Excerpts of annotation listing
+===+

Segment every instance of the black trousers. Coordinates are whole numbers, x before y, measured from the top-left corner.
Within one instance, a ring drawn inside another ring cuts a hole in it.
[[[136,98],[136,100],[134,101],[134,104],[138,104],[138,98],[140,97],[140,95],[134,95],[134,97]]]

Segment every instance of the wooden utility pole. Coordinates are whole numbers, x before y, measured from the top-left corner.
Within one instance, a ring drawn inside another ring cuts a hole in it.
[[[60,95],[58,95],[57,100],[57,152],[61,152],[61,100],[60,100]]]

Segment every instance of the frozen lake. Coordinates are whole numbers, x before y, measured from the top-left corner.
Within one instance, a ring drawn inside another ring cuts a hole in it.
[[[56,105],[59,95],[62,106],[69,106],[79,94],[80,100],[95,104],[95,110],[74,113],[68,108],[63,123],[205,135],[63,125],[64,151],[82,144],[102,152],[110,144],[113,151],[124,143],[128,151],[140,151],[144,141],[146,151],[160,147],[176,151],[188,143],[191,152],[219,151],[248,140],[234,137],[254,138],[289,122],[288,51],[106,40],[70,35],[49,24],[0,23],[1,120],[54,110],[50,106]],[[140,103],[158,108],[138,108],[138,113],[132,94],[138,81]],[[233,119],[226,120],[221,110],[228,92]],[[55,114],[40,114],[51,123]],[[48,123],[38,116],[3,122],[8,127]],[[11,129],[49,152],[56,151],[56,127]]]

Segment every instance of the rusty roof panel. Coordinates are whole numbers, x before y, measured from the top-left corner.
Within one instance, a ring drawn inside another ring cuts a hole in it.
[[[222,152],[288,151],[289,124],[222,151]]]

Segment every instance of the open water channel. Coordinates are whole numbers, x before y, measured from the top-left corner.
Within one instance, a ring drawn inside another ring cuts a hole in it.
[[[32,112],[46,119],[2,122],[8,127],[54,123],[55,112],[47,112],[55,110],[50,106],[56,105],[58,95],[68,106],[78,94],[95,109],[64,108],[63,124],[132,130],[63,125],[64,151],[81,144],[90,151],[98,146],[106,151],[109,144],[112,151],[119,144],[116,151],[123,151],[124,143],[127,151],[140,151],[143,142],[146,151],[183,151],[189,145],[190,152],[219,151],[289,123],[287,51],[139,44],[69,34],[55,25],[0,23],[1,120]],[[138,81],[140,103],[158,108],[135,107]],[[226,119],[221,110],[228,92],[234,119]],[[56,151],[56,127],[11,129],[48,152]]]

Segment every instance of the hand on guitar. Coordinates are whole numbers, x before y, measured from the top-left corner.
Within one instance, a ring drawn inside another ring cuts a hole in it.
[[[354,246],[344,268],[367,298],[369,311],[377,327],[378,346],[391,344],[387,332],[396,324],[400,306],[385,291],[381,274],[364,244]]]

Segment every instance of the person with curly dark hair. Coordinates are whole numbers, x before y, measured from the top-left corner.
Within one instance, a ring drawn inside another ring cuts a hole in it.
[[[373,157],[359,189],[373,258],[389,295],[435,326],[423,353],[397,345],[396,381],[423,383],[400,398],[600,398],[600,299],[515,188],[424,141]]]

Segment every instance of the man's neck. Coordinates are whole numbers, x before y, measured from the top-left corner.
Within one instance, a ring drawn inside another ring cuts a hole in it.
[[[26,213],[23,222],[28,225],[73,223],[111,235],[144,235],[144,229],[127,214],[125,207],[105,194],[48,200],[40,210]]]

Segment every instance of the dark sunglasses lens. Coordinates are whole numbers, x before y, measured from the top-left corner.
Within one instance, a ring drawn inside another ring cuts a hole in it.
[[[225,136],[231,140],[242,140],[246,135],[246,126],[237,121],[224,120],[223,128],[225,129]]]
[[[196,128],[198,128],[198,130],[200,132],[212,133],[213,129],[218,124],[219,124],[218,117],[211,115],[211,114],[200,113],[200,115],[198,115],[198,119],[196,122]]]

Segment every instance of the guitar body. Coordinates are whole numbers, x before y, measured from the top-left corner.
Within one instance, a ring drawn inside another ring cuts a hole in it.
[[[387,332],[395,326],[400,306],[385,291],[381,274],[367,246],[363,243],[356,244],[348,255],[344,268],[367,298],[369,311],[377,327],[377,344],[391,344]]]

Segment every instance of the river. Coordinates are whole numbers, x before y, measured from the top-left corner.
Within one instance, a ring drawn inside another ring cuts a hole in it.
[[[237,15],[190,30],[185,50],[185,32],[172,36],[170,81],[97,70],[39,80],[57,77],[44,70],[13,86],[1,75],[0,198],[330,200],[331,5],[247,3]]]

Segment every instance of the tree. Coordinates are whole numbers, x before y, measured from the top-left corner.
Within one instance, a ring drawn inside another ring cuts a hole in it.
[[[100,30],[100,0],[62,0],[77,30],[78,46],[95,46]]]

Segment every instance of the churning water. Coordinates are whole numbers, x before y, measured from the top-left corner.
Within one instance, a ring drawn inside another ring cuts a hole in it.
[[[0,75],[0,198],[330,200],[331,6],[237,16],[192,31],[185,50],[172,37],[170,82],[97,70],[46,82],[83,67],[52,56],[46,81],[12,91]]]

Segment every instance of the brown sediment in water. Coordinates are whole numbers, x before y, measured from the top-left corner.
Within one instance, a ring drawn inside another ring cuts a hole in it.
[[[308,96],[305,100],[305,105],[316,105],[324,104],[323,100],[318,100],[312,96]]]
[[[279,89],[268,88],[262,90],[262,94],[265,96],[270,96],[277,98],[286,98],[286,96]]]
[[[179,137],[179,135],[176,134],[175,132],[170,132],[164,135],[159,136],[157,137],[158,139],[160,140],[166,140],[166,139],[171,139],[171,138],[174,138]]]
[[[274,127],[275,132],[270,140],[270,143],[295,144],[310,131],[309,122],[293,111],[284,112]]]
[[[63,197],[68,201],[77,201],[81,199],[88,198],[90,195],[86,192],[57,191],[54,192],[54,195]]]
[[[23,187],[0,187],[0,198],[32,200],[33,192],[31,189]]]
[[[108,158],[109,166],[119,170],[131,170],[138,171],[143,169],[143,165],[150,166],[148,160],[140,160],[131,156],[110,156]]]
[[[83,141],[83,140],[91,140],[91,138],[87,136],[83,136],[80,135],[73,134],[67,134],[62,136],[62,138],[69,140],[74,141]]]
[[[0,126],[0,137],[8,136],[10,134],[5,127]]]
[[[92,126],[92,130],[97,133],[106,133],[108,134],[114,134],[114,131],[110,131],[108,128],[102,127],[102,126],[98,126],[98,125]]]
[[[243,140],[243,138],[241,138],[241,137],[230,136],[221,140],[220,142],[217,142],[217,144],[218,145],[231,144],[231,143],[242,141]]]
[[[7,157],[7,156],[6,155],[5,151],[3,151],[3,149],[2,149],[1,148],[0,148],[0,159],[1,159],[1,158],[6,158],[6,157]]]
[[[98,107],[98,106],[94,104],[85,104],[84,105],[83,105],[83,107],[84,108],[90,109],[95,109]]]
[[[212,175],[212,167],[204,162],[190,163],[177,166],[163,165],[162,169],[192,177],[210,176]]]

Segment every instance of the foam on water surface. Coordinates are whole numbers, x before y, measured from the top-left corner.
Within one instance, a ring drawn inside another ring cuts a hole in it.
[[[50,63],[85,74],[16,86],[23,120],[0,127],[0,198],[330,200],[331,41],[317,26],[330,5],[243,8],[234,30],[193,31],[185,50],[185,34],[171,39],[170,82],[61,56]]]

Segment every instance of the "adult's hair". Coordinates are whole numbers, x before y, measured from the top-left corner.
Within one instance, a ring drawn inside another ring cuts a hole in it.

+===+

Goal — Can you give every line of the listing above as a JSON list of strings, one string per line, with blank lines left out?

Exercise solution —
[
  "Segment every instance of the black trousers. Coordinates are whole numbers, x before y, measured from the top-left corner.",
  "Within one instance, a ring drawn inside another ring cuts a hole in it.",
  "[[[136,98],[136,100],[134,101],[134,104],[138,104],[138,98],[140,97],[140,95],[134,95],[134,97]]]",
  "Segment every instance of the wooden utility pole. Coordinates are whole numbers, x before y, measured from the top-left corner.",
  "Within one instance, a ring drawn inside another ring cuts a hole in it.",
  "[[[60,95],[58,95],[57,100],[57,152],[61,152],[61,100],[60,100]]]",
  "Segment every instance of the frozen lake. Coordinates are whole numbers, x before y, measured from the top-left corner.",
  "Within one instance, a ring drawn inside another ring cuts a hole in it.",
  "[[[56,105],[59,95],[62,106],[69,106],[79,94],[80,100],[95,104],[95,110],[74,113],[68,108],[63,123],[205,135],[63,125],[64,151],[82,144],[102,152],[110,144],[113,151],[124,143],[128,151],[140,151],[144,141],[146,151],[160,147],[176,151],[188,143],[191,152],[219,151],[248,140],[234,137],[254,138],[289,122],[288,51],[106,40],[70,35],[49,24],[0,23],[1,120],[54,110],[50,106]],[[140,103],[158,108],[138,108],[138,113],[132,94],[138,81]],[[233,119],[226,120],[221,110],[228,92]],[[55,114],[40,114],[51,123]],[[48,123],[38,116],[3,122],[8,127]],[[11,129],[49,152],[56,151],[56,127]]]",
  "Segment every instance of the rusty roof panel. Coordinates are whole numbers, x before y, measured from the top-left corner.",
  "Within one instance, a ring drawn inside another ring cuts a hole in it.",
  "[[[222,152],[288,151],[289,124],[222,151]]]",
  "Segment every instance of the open water channel. Coordinates are whole numbers, x before y, measured from the top-left corner.",
  "Within one instance, a ring drawn inside another ring cuts a hole in it.",
  "[[[32,112],[46,119],[2,122],[8,127],[54,123],[55,112],[47,112],[55,110],[50,106],[56,105],[58,95],[68,106],[78,94],[95,109],[64,108],[63,124],[132,130],[63,125],[64,151],[81,144],[90,151],[98,146],[106,151],[109,144],[112,151],[119,144],[116,151],[123,151],[124,143],[127,151],[140,151],[143,142],[146,151],[183,151],[189,145],[190,152],[219,151],[289,123],[287,51],[139,44],[69,34],[55,25],[0,23],[1,120]],[[138,81],[140,103],[158,108],[135,107]],[[226,119],[221,110],[228,92],[234,119]],[[56,151],[56,127],[11,129],[48,152]]]",
  "Segment every instance of the hand on guitar. Coordinates are whole numbers, x before y, measured from the top-left corner.",
  "Within one instance, a ring drawn inside another ring cuts a hole in it.",
  "[[[354,246],[344,268],[367,298],[369,311],[377,327],[378,346],[391,344],[387,332],[396,324],[400,306],[385,291],[381,274],[364,244]]]",
  "Segment every instance of the person with curly dark hair. Coordinates are whole numbers, x before y, measured from the top-left corner.",
  "Within one instance, a ring drawn inside another ring cuts a hole in it.",
  "[[[373,157],[359,189],[373,258],[389,295],[435,326],[423,353],[397,345],[396,381],[423,383],[400,398],[600,398],[600,299],[515,188],[424,141]]]",
  "Segment every instance of the man's neck. Coordinates are whole numbers, x before y, measured from the top-left corner.",
  "Within one instance, a ring drawn inside another ring cuts a hole in it.",
  "[[[26,213],[23,222],[28,225],[73,223],[111,235],[144,235],[144,229],[127,214],[125,207],[105,194],[48,200],[40,210]]]",
  "Segment every instance of the dark sunglasses lens. Coordinates are whole numbers, x before y, measured from the top-left corner.",
  "Within one instance, a ring drawn inside another ring cuts a hole in it.",
  "[[[225,136],[231,140],[242,140],[246,135],[246,126],[237,121],[224,120],[223,128],[225,129]]]",
  "[[[196,128],[198,128],[198,130],[200,132],[212,133],[213,129],[218,124],[219,124],[218,117],[211,115],[211,114],[200,113],[200,115],[198,115],[198,119],[196,122]]]",
  "Segment every instance of the guitar body. Coordinates are whole numbers, x before y, measured from the top-left corner.",
  "Within one instance, a ring drawn inside another ring cuts a hole in it.",
  "[[[387,332],[395,326],[400,306],[385,291],[381,274],[367,246],[363,243],[356,244],[348,255],[344,268],[367,298],[369,311],[377,327],[377,344],[391,344]]]",
  "Segment every instance of the river. Coordinates are whole numbers, x before y, measured from the top-left corner.",
  "Within one instance, a ring drawn inside another ring cuts a hole in it.",
  "[[[237,15],[190,30],[185,50],[185,32],[172,36],[170,81],[97,70],[39,80],[57,77],[44,70],[13,86],[1,75],[0,198],[330,200],[331,5],[247,3]]]",
  "Segment every instance of the tree. Coordinates are whole numbers, x before y, measured from the top-left corner.",
  "Within one instance, a ring drawn inside another ring cuts a hole in it.",
  "[[[100,30],[100,0],[62,0],[77,30],[78,46],[95,46]]]",
  "Segment every instance of the churning water. Coordinates are whole numbers, x before y, measured from the top-left corner.",
  "Within one instance, a ring drawn inside another ring cuts a hole in it.",
  "[[[0,75],[0,198],[330,200],[331,6],[237,16],[192,31],[185,50],[172,37],[170,82],[97,70],[46,82],[83,67],[52,56],[46,81],[12,91]]]",
  "Segment every instance of the brown sediment in water. Coordinates are whole numbers, x before y, measured from the top-left corner.",
  "Within one instance, a ring drawn inside another ring cuts a hole in it.",
  "[[[308,96],[305,100],[305,105],[316,105],[324,104],[323,100],[318,100],[312,96]]]",
  "[[[279,89],[268,88],[262,90],[262,94],[265,96],[270,96],[277,98],[286,98],[286,96]]]",
  "[[[179,137],[179,135],[176,134],[175,132],[170,132],[164,135],[159,136],[157,137],[158,139],[160,140],[166,140],[166,139],[171,139],[171,138],[174,138]]]",
  "[[[274,127],[275,132],[270,140],[270,143],[295,144],[310,131],[309,122],[293,111],[284,112]]]",
  "[[[63,197],[68,201],[77,201],[81,199],[88,198],[90,195],[86,192],[57,191],[54,192],[54,195]]]",
  "[[[23,187],[0,187],[0,198],[32,200],[33,192],[31,189]]]",
  "[[[108,158],[109,166],[119,170],[131,170],[138,171],[143,169],[143,165],[150,166],[148,160],[140,160],[131,156],[110,156]]]",
  "[[[83,141],[83,140],[91,140],[91,138],[87,136],[83,136],[80,135],[73,134],[67,134],[62,136],[62,138],[69,140],[74,141]]]",
  "[[[0,126],[0,137],[8,136],[10,134],[5,127]]]",
  "[[[92,126],[92,130],[97,133],[106,133],[108,134],[114,134],[114,131],[110,131],[108,128],[102,127],[102,126],[98,126],[98,125]]]",
  "[[[243,140],[243,138],[241,138],[241,137],[230,136],[221,140],[220,142],[217,142],[217,144],[218,145],[231,144],[231,143],[242,141]]]",
  "[[[7,157],[7,156],[6,155],[5,151],[3,151],[3,149],[2,149],[1,148],[0,148],[0,159],[1,159],[1,158],[6,158],[6,157]]]",
  "[[[98,107],[98,106],[94,104],[85,104],[84,105],[83,105],[83,107],[84,108],[90,109],[95,109]]]",
  "[[[212,175],[212,167],[204,162],[190,163],[177,166],[163,165],[162,169],[192,177],[210,176]]]",
  "Segment every instance of the foam on water surface. Coordinates are whole numbers, x before y, measured from the top-left corner.",
  "Within one instance, a ring drawn inside another ring cuts a hole in it.",
  "[[[50,63],[85,74],[16,86],[23,120],[0,127],[0,198],[330,200],[331,41],[317,26],[330,5],[243,8],[234,30],[193,31],[185,50],[185,34],[171,39],[170,82],[61,56]]]",
  "Segment every instance of the \"adult's hair\". Coordinates are whole numbers, x before y, measured from the top-left corner.",
  "Within one instance, a ring drawn inside another ring cuts a hole in it."
]